● **BRIEF**
Each line from the one that contains "Spot the fish anal" to the end of the entries must be copied word for word, and only those lines.

● **INPUT DATA**
+---+
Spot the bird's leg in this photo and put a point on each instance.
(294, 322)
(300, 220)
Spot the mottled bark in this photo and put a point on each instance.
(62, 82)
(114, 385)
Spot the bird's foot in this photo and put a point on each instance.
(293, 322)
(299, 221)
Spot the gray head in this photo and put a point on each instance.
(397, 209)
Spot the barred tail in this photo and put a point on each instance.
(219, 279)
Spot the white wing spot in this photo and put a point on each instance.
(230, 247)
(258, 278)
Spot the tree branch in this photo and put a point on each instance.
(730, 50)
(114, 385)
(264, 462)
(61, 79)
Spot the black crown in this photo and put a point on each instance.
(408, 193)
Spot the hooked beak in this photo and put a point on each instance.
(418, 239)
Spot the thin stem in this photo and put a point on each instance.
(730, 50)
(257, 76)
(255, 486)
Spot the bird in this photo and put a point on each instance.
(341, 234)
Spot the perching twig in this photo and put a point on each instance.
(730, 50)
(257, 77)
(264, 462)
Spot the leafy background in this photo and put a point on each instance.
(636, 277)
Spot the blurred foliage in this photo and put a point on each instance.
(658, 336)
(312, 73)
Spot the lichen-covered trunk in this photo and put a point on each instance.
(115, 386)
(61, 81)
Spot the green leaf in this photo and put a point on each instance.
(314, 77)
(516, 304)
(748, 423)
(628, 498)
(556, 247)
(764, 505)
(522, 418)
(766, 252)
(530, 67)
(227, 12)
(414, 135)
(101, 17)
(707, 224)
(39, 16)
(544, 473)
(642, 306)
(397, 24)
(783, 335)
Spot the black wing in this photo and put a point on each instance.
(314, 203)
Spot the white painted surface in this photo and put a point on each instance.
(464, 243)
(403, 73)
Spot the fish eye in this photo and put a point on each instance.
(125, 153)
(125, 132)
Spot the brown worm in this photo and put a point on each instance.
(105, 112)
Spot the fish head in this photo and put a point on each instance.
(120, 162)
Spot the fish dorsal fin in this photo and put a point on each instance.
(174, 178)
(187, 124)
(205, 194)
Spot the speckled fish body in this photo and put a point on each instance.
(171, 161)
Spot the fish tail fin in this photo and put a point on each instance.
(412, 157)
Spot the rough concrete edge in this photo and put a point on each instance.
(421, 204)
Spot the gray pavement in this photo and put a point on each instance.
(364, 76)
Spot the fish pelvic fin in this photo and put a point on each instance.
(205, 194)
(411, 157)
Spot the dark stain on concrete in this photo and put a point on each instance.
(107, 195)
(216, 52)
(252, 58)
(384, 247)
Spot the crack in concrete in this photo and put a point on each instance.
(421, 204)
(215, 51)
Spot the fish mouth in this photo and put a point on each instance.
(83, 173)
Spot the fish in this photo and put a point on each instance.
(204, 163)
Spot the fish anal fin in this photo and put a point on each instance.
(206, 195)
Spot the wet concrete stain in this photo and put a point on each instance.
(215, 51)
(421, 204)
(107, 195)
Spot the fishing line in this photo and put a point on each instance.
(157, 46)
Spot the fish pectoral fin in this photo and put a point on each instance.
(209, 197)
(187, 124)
+---+
● **REPLY TO THE TASK**
Spot the fish anal fin in this photo and put a point on each instance.
(206, 195)
Spot the wet concrete stain in this photo and put a point on each instance.
(215, 51)
(421, 204)
(107, 195)
Spot the fishing line in this photo and put a point on each instance.
(157, 46)
Spot the fish pectoral fin in this photo and put a point on each instance.
(209, 197)
(187, 124)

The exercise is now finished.